Pedagogi & Andragogi
Malcolm Knowles menyatakan bahwa apa yang kita ketahui tentang belajar selama ini adalah merupakan kesimpulan dari berbagai kajian terhadap perilaku kanak-kanak dan binatang percobaan tertentu. Pada umumnya memang, apa yang kita ketahui kemudian tentang mengajar juga merupakan hasil kesimpulan dari pengalaman mengajar terhadap anak-anak. Sebagian besar teori belajar-mengajar, didasarkan pada perumusan konsep pendidikan sebagai suatu proses pengalihan kebudayaan. Atas dasar teori-teori dan asumsi itulah kemudian tercetus istilah "pedagogi" yang akar-akarnya berasal dari bahasa Yunani, paid berarti kanak-kanak dan agogos berarti memimpin. Kemudian Pedagogi mengandung arti memimpin anak-anak atau perdefinisi diartikan secara khusus sebagai "suatu ilmu dan seni mengajar kanak-kanak". Akhirnya pedagogi kemudian didefinisikan secara umum sebagai "ilmu dan seni mengajar".

- _Bahan Sumber_:
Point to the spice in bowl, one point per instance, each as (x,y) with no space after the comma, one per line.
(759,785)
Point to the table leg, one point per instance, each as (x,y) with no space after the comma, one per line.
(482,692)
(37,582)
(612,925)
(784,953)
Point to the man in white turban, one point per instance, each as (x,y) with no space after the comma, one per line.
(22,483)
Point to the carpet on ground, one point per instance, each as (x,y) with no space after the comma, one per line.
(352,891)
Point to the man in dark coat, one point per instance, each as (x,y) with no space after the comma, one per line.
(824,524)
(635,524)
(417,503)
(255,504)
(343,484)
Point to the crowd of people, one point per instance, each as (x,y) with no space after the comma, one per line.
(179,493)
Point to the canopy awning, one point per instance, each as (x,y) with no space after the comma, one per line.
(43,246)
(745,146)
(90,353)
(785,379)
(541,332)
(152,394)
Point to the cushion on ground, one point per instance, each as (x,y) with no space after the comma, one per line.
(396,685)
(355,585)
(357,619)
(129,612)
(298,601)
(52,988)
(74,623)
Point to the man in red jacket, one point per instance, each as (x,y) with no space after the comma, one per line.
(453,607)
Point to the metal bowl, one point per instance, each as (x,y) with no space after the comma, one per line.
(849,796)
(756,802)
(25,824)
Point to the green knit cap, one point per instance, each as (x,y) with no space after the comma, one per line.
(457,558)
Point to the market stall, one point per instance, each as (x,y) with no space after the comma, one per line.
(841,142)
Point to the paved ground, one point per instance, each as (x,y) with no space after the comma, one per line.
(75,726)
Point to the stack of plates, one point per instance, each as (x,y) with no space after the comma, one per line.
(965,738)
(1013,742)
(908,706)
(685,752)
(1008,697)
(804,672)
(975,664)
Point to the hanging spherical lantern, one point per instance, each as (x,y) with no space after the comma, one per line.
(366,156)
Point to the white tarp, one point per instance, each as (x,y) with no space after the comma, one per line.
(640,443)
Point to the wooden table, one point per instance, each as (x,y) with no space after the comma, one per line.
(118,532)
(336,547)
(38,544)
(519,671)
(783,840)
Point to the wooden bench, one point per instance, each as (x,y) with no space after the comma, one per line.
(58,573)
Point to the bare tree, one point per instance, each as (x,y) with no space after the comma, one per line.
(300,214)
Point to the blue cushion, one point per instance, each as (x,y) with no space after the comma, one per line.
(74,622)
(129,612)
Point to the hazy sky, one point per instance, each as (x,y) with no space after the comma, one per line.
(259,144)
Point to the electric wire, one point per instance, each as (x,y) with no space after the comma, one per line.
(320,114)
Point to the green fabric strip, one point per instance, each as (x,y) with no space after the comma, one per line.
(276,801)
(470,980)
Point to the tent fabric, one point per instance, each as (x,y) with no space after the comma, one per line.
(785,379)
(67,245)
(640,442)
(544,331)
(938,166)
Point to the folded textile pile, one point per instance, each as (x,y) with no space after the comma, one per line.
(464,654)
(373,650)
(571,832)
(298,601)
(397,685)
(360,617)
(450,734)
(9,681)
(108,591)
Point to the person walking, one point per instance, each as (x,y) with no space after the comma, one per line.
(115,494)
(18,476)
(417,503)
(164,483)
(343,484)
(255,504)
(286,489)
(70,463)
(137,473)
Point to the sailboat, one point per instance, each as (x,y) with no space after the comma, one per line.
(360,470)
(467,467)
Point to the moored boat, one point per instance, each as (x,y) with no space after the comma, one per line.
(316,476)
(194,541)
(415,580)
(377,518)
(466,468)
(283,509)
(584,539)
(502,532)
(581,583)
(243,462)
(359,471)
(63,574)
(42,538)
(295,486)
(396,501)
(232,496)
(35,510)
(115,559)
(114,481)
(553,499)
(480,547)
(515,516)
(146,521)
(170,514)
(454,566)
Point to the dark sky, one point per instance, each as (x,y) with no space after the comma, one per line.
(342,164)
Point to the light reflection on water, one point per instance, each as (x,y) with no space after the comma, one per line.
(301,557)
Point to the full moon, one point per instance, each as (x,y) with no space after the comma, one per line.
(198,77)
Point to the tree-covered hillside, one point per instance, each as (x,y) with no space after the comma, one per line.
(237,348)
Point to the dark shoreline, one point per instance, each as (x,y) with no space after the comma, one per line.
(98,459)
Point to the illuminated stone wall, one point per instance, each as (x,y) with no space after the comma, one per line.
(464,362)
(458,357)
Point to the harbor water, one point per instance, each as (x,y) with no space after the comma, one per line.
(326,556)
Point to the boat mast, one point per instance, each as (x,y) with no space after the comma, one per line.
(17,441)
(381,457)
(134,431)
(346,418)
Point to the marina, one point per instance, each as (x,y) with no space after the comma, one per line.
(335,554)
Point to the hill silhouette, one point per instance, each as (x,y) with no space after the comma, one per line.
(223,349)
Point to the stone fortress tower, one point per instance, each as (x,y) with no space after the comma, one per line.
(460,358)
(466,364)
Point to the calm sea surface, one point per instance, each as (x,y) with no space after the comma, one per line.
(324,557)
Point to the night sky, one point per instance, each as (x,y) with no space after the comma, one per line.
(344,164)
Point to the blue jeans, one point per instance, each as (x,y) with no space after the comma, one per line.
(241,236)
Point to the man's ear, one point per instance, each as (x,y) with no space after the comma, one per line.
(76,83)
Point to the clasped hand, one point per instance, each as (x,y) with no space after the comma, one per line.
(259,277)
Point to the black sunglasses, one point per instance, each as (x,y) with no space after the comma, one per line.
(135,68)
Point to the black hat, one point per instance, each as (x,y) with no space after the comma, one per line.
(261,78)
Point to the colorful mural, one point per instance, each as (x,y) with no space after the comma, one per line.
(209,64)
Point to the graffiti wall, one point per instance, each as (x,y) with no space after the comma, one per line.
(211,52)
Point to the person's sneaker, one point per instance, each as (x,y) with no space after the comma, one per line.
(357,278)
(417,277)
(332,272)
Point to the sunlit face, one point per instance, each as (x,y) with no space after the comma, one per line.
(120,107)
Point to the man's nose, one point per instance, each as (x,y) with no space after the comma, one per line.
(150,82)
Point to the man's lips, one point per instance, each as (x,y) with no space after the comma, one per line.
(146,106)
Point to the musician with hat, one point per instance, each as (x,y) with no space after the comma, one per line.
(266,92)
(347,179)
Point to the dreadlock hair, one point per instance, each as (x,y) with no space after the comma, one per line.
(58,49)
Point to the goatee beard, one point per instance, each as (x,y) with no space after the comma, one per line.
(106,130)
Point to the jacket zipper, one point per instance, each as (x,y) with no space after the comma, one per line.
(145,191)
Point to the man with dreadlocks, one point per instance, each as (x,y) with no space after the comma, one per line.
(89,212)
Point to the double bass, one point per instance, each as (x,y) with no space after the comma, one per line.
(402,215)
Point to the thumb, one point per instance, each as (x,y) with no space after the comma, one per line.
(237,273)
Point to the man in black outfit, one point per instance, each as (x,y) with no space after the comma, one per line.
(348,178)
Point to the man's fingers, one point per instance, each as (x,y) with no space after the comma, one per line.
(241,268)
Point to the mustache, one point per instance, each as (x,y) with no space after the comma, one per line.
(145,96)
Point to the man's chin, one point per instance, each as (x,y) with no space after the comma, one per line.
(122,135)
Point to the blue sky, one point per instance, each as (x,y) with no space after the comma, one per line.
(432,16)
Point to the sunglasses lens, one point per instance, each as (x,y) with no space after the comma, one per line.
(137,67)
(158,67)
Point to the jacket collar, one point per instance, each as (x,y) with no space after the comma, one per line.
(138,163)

- _Ketentuan Tugas_:
1. Bisakah Anda menulis ulang paragraf yang diawali "Malcolm Knowles menyatakan" dalam teks tentang pedagogi secara lebih ringkas, dengan tetap mempertahankan fakta-fakta utamanya?
2. Ubahlah "one point per instance" menjadi "one point per item" pada bagian daftar mulai dari baris yang memuat "Point to the blue sky, one" sampai akhir daftar. Tuliskan kembali bagian itu saja, dengan semua hal lain tetap sama.
Teks dan daftar tidak saling berkaitan.

- _Hasil Latihan_:
1. Menurut Malcolm Knowles, pengetahuan kita tentang belajar merupakan kesimpulan dari kajian terhadap perilaku kanak-kanak dan binatang percobaan tertentu. Pengetahuan tentang mengajar juga berasal dari pengalaman mengajar anak-anak. Sebagian besar teori belajar-mengajar didasarkan pada konsep pendidikan sebagai proses pengalihan kebudayaan. Dari dasar itu lahir istilah "pedagogi", yang berasal dari bahasa Yunani: paid berarti kanak-kanak dan agogos berarti memimpin. Semula pedagogi berarti "suatu ilmu dan seni mengajar kanak-kanak". Akhirnya istilah itu didefinisikan secara umum sebagai "ilmu dan seni mengajar".

2.
Point to the blue sky, one point per item, each as (x,y) with no space after the comma, one per line.
(432,16)
Point to the sunglasses lens, one point per item, each as (x,y) with no space after the comma, one per line.
(137,67)
(158,67)
Point to the jacket collar, one point per item, each as (x,y) with no space after the comma, one per line.
(138,163)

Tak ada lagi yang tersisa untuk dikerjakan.